#### [Task to complete]
Each line from the one containing "Target: steel rail" to the end of the entries below must be restated exactly, and no other line should appear.
─── Input data
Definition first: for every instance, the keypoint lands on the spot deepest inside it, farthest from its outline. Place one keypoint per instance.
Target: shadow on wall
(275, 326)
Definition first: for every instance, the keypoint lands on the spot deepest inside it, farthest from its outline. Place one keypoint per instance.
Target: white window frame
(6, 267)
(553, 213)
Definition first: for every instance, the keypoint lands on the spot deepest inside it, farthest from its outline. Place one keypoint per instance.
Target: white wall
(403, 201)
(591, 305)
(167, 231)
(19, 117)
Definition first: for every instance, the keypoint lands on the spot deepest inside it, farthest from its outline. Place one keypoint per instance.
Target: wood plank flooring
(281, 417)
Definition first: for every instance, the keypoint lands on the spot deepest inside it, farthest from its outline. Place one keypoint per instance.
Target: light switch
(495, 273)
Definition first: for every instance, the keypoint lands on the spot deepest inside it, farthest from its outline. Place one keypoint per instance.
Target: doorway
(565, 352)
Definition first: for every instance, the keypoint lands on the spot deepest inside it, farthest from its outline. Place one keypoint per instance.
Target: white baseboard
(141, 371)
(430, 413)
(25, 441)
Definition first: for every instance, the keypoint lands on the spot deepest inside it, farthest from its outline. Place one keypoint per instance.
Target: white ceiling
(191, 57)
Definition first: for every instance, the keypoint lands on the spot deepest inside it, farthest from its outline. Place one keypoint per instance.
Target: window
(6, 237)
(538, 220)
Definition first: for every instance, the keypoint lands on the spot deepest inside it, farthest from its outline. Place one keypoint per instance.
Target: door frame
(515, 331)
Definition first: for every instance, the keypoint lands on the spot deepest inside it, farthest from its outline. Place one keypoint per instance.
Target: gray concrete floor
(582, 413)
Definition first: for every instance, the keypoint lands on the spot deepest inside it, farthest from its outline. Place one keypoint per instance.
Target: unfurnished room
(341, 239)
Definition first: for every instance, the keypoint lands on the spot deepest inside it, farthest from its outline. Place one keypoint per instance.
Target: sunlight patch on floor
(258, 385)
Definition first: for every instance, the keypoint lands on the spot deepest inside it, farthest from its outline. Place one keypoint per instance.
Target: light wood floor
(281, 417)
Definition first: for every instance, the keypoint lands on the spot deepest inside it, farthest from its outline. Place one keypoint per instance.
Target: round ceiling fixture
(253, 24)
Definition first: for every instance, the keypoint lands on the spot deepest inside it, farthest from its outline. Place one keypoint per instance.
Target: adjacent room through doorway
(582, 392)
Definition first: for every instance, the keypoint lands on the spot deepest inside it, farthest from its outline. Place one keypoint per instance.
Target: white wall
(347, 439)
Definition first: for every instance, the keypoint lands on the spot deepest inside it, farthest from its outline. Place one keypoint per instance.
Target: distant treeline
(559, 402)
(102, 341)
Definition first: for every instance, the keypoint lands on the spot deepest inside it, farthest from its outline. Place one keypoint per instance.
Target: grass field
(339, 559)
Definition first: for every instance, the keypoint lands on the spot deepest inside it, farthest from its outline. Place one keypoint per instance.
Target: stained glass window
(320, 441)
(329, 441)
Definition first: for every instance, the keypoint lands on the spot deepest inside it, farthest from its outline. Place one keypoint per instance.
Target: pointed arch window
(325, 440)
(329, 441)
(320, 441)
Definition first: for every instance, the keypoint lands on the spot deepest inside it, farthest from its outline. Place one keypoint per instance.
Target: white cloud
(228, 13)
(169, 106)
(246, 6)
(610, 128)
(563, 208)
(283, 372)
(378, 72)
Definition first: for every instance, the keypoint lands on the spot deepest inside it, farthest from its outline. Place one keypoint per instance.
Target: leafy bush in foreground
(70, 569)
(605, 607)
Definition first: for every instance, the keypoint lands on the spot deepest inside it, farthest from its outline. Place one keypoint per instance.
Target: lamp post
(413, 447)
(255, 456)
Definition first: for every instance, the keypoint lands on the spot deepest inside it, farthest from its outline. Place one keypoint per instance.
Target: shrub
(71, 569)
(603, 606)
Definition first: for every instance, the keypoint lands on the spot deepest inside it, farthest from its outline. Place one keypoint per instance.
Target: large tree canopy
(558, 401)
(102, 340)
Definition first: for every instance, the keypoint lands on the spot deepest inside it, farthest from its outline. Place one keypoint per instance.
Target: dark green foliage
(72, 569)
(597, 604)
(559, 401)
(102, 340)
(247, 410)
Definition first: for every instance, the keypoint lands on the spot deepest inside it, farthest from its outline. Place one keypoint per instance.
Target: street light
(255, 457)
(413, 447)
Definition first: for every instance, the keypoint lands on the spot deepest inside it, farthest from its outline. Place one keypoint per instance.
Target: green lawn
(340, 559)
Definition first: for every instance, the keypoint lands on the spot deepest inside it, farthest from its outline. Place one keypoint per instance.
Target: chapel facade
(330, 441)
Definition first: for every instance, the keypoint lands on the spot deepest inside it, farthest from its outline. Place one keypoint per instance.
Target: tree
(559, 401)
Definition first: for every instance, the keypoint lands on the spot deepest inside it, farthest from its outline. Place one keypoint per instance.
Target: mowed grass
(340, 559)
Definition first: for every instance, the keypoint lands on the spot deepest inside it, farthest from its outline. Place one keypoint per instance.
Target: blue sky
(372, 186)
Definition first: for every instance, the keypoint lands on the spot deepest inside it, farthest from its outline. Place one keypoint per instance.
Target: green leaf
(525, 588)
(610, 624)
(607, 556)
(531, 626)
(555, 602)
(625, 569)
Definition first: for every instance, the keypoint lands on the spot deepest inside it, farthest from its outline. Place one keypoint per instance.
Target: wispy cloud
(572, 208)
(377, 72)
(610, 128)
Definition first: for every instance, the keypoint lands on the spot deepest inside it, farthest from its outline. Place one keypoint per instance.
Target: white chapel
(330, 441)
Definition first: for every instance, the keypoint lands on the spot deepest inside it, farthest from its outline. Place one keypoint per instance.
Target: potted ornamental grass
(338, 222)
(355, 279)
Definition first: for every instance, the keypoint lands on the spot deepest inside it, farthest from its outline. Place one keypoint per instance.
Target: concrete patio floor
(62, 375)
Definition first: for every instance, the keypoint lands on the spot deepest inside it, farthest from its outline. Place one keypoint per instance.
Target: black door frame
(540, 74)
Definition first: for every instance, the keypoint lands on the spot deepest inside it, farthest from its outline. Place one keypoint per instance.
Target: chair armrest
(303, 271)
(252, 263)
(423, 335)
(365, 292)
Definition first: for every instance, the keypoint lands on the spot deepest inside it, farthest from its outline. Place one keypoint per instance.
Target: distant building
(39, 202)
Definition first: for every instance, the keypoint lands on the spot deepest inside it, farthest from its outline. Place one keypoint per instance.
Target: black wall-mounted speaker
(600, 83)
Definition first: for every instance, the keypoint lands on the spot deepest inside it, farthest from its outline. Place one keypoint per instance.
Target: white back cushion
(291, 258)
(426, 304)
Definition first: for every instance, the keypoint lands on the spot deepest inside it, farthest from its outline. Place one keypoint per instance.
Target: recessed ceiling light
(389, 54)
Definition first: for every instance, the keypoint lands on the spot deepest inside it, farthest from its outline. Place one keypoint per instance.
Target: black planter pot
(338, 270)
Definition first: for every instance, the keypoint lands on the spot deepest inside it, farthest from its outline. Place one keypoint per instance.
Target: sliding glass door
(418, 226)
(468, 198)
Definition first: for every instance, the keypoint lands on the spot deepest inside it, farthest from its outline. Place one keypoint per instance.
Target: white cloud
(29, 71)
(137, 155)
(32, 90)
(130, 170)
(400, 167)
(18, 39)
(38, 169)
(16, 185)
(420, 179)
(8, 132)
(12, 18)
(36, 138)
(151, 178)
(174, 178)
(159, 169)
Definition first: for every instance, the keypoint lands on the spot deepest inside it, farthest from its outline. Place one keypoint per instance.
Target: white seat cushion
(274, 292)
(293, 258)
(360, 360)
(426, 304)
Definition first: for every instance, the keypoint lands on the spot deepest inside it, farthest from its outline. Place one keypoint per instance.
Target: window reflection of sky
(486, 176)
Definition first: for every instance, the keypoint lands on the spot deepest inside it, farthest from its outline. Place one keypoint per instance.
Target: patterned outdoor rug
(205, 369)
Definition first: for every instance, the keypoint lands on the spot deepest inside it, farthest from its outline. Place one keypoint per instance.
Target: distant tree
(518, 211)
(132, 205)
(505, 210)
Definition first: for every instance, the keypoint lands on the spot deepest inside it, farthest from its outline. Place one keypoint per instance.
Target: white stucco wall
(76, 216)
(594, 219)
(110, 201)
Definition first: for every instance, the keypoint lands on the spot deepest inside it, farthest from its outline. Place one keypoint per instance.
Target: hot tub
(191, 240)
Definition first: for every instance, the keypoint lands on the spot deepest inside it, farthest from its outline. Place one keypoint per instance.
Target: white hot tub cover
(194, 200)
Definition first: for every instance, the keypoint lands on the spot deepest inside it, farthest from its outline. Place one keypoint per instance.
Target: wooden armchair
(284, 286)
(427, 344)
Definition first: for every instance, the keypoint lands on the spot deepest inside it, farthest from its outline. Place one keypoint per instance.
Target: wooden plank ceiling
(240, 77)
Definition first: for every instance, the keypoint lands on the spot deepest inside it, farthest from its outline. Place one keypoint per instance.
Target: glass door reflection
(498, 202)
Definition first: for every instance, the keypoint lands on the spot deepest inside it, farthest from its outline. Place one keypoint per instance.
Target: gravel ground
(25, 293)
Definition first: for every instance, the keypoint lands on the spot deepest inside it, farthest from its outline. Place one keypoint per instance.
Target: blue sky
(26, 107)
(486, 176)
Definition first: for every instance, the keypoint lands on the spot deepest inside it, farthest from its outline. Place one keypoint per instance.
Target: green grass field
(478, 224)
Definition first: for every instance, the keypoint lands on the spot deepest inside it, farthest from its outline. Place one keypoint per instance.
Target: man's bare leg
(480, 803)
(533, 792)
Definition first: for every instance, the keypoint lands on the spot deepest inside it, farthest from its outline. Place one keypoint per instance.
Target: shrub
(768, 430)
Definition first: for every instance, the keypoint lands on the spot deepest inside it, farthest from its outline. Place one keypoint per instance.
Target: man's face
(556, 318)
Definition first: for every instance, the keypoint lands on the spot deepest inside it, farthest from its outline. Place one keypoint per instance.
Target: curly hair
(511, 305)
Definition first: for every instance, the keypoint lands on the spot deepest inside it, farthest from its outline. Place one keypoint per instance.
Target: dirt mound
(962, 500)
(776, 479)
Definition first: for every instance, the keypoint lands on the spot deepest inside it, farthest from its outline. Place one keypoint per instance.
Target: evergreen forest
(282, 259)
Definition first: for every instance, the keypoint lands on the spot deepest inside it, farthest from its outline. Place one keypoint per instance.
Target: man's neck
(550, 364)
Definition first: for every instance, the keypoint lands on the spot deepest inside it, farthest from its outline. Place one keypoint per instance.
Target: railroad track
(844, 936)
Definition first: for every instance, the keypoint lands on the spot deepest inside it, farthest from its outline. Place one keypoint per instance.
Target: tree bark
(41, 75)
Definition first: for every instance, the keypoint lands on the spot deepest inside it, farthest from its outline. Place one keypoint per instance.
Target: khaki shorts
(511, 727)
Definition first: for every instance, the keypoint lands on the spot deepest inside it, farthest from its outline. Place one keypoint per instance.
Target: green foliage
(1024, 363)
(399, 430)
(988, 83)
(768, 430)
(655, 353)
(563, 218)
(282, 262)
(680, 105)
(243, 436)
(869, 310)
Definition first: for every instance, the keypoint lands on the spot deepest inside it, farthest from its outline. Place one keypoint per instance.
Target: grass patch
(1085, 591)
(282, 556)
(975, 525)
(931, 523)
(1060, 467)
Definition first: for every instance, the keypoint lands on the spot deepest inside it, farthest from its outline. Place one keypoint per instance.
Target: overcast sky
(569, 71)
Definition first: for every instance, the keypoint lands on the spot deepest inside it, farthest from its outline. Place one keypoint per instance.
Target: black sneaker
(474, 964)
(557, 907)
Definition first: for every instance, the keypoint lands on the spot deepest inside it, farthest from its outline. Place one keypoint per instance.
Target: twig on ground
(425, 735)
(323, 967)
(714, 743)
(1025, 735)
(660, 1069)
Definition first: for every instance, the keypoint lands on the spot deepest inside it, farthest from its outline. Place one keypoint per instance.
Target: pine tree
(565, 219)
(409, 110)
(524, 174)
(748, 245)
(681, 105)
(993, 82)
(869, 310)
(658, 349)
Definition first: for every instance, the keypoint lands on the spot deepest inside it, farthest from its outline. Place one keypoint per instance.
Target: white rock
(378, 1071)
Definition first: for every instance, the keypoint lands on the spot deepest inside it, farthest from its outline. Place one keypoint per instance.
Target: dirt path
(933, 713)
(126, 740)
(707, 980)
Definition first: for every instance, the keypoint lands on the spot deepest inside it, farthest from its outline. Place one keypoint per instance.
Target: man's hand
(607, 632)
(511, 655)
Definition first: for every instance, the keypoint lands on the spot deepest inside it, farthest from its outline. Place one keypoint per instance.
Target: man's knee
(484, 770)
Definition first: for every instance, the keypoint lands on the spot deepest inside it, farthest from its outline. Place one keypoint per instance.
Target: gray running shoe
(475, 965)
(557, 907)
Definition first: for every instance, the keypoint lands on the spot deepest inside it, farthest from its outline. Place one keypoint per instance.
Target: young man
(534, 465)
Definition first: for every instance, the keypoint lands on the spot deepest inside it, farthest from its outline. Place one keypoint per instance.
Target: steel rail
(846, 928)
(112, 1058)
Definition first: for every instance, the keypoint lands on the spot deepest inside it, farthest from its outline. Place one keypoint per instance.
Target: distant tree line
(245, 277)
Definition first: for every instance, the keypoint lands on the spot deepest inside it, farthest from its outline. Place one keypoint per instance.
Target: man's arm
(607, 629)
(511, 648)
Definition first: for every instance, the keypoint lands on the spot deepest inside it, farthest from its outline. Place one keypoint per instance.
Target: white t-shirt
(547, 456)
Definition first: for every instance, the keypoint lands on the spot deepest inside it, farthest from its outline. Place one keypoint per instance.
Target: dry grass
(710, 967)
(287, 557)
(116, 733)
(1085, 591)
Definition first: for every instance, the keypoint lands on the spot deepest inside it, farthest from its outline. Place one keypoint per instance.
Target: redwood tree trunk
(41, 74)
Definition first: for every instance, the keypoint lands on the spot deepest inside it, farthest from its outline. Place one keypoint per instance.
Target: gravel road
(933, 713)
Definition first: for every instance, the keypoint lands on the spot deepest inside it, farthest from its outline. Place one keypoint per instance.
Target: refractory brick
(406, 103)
──────
#### [Task result]
Target: steel rail
(846, 928)
(112, 1058)
Definition first: for every instance, the keypoint lands on the spot deepest inside it, farthest from its outline. Place one keypoint per instance.
Target: distant tree line
(245, 277)
Definition first: for every instance, the keypoint lands on the spot deepest inside it, farthest from its outline. Place one keypoint per instance.
Target: man's arm
(607, 629)
(511, 648)
Definition first: for every instance, the keypoint lands on the spot deepest inside it, farthest from its outline. Place one keypoint per instance.
Target: white t-shirt
(547, 456)
Definition first: for every instance, the keypoint lands on the spot deepest inside it, farthest from its outline. Place one keypoint per instance.
Target: dry grass
(710, 967)
(287, 557)
(116, 733)
(1085, 591)
Definition first: for every instance, the keypoint lands on the spot deepest inside it, farthest from its outline. Place one keypoint per instance.
Target: redwood tree trunk
(41, 74)
Definition first: for every instance, the keypoint lands on the spot deepest inside it, farthest from its outline. Place one keypoint per instance.
Target: gravel road
(933, 713)
Definition first: for every instance, the keypoint lands on the spot deepest inside it, farthest from its outline. Place one keypoint per instance.
Target: refractory brick
(406, 103)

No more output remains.